Whatever appears in the records apart from pictures must be reproduced exactly.

━━━ SUPPLIED DATA ━━━

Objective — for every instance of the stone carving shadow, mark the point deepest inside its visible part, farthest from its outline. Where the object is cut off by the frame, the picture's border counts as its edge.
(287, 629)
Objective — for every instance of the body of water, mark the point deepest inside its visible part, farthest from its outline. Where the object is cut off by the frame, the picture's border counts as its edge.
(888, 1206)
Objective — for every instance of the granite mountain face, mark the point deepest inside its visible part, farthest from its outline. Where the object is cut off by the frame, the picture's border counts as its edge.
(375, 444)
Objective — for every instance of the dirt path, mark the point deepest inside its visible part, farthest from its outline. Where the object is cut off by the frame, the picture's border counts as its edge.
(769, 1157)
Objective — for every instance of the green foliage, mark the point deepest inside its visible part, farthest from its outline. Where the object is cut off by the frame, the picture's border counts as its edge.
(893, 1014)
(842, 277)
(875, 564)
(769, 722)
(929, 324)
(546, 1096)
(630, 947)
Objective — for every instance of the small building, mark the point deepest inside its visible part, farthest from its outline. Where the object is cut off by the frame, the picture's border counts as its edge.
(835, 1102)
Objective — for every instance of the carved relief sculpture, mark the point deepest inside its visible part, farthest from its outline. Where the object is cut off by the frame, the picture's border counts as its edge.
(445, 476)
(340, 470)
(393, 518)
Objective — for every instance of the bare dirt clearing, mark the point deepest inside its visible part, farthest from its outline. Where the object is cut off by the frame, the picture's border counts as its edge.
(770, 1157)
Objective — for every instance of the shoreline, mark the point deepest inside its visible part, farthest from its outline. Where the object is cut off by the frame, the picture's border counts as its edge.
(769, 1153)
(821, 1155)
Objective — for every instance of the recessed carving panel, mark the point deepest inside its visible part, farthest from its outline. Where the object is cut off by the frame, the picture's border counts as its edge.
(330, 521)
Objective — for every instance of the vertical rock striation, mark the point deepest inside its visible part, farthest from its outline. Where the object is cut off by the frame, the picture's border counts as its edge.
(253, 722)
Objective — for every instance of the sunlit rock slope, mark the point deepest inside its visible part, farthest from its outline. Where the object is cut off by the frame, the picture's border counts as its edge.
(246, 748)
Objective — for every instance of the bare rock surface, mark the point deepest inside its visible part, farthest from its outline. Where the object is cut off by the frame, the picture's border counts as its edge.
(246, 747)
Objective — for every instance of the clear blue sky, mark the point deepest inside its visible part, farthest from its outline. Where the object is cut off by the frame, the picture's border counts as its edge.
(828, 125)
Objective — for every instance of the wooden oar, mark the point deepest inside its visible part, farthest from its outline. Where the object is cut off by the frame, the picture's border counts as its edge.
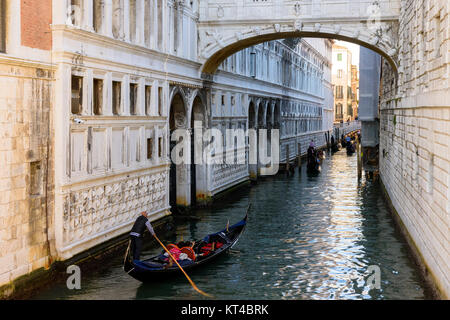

━━━

ANSWER TO THIS EXERCISE ▸
Objective — for every instance of the stone carving shadow, mark the point deepest inside its visible part, farthest from its outline. Where the object is cut off by the frame, the picture's border counts as its edge.
(287, 629)
Objective — for every instance of the body of water, mark the point deepest inside its visible part, farthest from its outline. Where the object is cut off by the frame, the picture's border counts as its edge.
(888, 1206)
Objective — for every instance of the granite mountain face, mark the point deepest inside its visible part, farthest from its outline. Where the object is cut off by the frame, the picture's border counts as its edge.
(375, 444)
Objective — for every instance of the dirt path, mark the point deepest inside its visible part, farthest from its outline. Where the object is cut off by the frame, the picture's border counts as its edge.
(769, 1157)
Objective — for every instance of the green foliage, mark the point deepest inside its visible part, farthest from its outline. Where the object is cut off by the frame, the picture's border counts as its edge.
(893, 1014)
(842, 277)
(875, 564)
(769, 722)
(929, 324)
(546, 1096)
(630, 947)
Objective — for every instance of the small building, mark the point deepest inside its visible part, farthest from its outline. Where the object is cut off by the frame, the picture's border counts as its edge.
(835, 1102)
Objective — for every instance of the carved relief sculpture, mark the point deepest inside its visible part, farthest from its outline. Where the object is cut off by the frame, the picture's border counts as its edge.
(445, 476)
(340, 470)
(393, 518)
Objective — for every instance of the bare dirt clearing, mark the point deepest inside its visible part, farthest from its outline. Where the object is cut off by the frame, the picture's border counts as its edge.
(770, 1157)
Objective — for every instance of the shoreline, mark the point deepest inside its visible part, farthest from its outline. Where the object is cut off by the frame, the picture's border counts as its edge.
(769, 1153)
(821, 1155)
Objective — for every instance of the recessed carving panel, mark the point deepest inside its visible part, farthest from its outline. Where the object is cut off by the frame, the picture's border counts as its edge.
(330, 521)
Objective — for every instance of the vertical rock striation, mark the point deepest inside its visible part, farthest from its outline. Where the object is cut off by the frame, the picture's border counts as its edge.
(253, 722)
Objective — for every instance of the sunlit rock slope, mark the point deepest inside its visible part, farthest from its outline. Where the object is cut off by the frame, the picture's border counts as its edge.
(246, 748)
Objective — for every instance of the bare rock surface, mark the point deepest inside its visible part, farthest from its outline. Where the object is cut off by the frame, the picture's border counts as its edge.
(246, 747)
Objective — for every instance of the clear blue sky, mark the point deepest inside its visible part, farthest from its outline. Where the object is cut off by the frame, the picture's border counts as its edge.
(828, 125)
Objective — for every instance of the wooden oar, mark the point deepest inside its visible part, farthest from its outline. Where the object is cut off by the frame, the picture's border counts as its edge.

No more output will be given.